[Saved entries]
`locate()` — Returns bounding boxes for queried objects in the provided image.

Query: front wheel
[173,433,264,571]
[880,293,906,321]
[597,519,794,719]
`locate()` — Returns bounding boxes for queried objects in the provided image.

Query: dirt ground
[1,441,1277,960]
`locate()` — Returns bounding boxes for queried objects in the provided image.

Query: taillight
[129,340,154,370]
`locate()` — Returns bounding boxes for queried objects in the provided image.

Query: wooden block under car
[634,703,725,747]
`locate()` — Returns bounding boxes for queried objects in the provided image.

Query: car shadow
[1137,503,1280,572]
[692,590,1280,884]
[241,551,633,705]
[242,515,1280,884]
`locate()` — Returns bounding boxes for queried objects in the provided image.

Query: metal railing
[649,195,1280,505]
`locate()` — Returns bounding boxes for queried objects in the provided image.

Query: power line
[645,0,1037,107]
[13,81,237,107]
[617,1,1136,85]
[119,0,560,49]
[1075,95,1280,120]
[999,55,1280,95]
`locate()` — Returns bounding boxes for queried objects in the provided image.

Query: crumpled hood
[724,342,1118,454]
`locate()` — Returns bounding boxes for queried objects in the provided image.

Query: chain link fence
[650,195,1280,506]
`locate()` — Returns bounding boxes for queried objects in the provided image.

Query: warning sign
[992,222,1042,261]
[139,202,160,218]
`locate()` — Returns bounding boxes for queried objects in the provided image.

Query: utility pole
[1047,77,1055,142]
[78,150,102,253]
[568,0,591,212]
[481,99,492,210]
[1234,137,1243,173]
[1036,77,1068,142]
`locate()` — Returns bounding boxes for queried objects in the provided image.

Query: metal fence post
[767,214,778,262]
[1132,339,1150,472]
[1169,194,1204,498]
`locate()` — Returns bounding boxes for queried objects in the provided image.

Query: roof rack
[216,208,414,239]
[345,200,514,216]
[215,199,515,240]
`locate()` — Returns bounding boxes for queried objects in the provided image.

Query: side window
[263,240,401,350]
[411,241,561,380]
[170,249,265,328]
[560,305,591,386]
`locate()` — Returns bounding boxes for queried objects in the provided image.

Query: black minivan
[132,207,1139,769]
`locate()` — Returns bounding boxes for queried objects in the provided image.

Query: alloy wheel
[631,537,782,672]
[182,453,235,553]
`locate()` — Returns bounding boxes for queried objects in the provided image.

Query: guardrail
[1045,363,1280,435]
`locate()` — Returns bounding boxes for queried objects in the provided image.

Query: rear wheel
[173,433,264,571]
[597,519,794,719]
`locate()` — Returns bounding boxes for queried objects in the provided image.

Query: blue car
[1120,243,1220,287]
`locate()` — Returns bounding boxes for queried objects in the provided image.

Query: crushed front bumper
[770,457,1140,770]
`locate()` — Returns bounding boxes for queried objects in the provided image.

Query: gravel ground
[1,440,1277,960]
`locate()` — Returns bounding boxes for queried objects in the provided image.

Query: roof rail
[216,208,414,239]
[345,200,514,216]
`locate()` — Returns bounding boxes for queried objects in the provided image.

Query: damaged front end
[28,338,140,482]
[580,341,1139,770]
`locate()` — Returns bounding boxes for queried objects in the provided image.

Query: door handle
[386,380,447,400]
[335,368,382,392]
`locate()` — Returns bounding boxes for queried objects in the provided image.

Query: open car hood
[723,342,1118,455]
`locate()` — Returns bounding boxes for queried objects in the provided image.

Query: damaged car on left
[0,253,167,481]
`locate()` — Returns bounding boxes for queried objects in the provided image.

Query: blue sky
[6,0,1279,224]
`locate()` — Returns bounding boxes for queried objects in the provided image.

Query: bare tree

### Task brief
Reproduce the complete data exactly as presented above.

### Result of the exercise
`locate()` — Returns bounding boxes for queried objects in the provided image.

Query: front wheel
[173,433,264,571]
[880,293,906,321]
[597,519,794,719]
`locate()` — Returns bounding boxes for queried objects in the provided image.

Query: dirt ground
[1,441,1277,960]
`locate()` — Returns bounding boxes for queried objects in the provided image.

Query: taillight
[129,340,154,370]
`locate()` — Returns bounding boxes for queried objects in the provided image.

Query: wooden block under car
[634,703,725,747]
`locate()` — Returns bounding boxes for queried objects in the provided image.

Query: car shadow
[1137,503,1280,572]
[692,590,1280,884]
[241,551,633,705]
[242,515,1280,884]
`locate()` — Returns bounding boxes for queried objects in the provided image.

Query: metal railing
[649,195,1280,505]
`locate()` — Returns bounding boxes for queried objects in the provided image.

Query: power line
[645,0,1037,107]
[13,81,237,107]
[617,1,1136,85]
[119,0,560,49]
[1075,95,1280,120]
[999,55,1280,95]
`locate()` — Returns bounding boxes for queried objects in the provided image.

Query: crumpled hood
[724,342,1118,454]
`locate()` — Returns bounding boxes for queried objects in the provided image.

Query: chain link fence
[650,195,1280,506]
`locate()` — Returns bounding boxes for queried objects in the provided image.

Query: warning sign
[992,222,1042,261]
[139,202,160,218]
`locate()` — Returns bounding boxes for queried objects in the provided image.

Query: utility pole
[1047,77,1055,142]
[78,150,102,253]
[568,0,591,212]
[481,99,492,210]
[1234,137,1243,173]
[1036,77,1068,142]
`locate()` — Returns bounding boxes for queried objects in the provided image.

Query: metal fence post
[767,214,778,262]
[1132,339,1150,472]
[1169,194,1204,498]
`locate()` — Returns bounding boxes for queried objects in the provided image.

Query: roof rack
[216,208,414,239]
[345,200,514,216]
[215,199,515,240]
`locate()` — Returns bounding boxes for queried objects in the provided image.

Query: side window
[263,240,401,350]
[411,241,561,380]
[170,249,265,328]
[560,305,591,386]
`locate()` — Returns bounding boxes for queried objects in the provided image.

Query: black minivan
[132,207,1139,769]
`locate()` — Returns bounding boxes for queried objects in the provided image.

Query: alloy wheel
[631,537,782,672]
[182,453,235,553]
`locate()` — Returns bounding boxes for queried objects in the provided image.

Query: guardrail
[1045,363,1280,435]
`locate()` — Returns bounding boxes for queried objects in the provided image.

Query: rear wheel
[173,433,264,571]
[597,519,794,719]
`locate()` — Returns bounding boxes for queried objects in the provided image.

Query: blue car
[1120,243,1220,287]
`locate()` — Returns bounding boxes for queried objects in the provided image.

Query: crushed front bumper
[770,457,1140,770]
`locate()` — Returns bounding boxes for queried objects in the provided image.

Query: gravel ground
[1,440,1277,960]
`locate()` — Returns bounding boxes for queried objects in the provided image.

Query: roof rail
[216,208,414,239]
[345,200,514,216]
`locate()` — Returns bounding boxes for queried objects in the provided image.

Query: damaged front end
[28,338,140,482]
[580,341,1139,770]
`locate()` — Returns bounding boxes for queried objects in the provided image.

Query: door handle
[386,380,447,400]
[335,368,382,392]
`locate()` — Returns bounding boxes for queried objects in the provided image.

Query: open car hood
[723,342,1118,455]
`locate()` — Returns bounding boxes for queried objects in the provided image.

Query: damaged car on left
[0,253,167,481]
`locate()` — Returns bounding boxes for queried objects in the provided image.

Query: blue sky
[6,0,1279,224]
`locate()` — Returns bounding boxes for queried objects in the provided image.

Query: bare tree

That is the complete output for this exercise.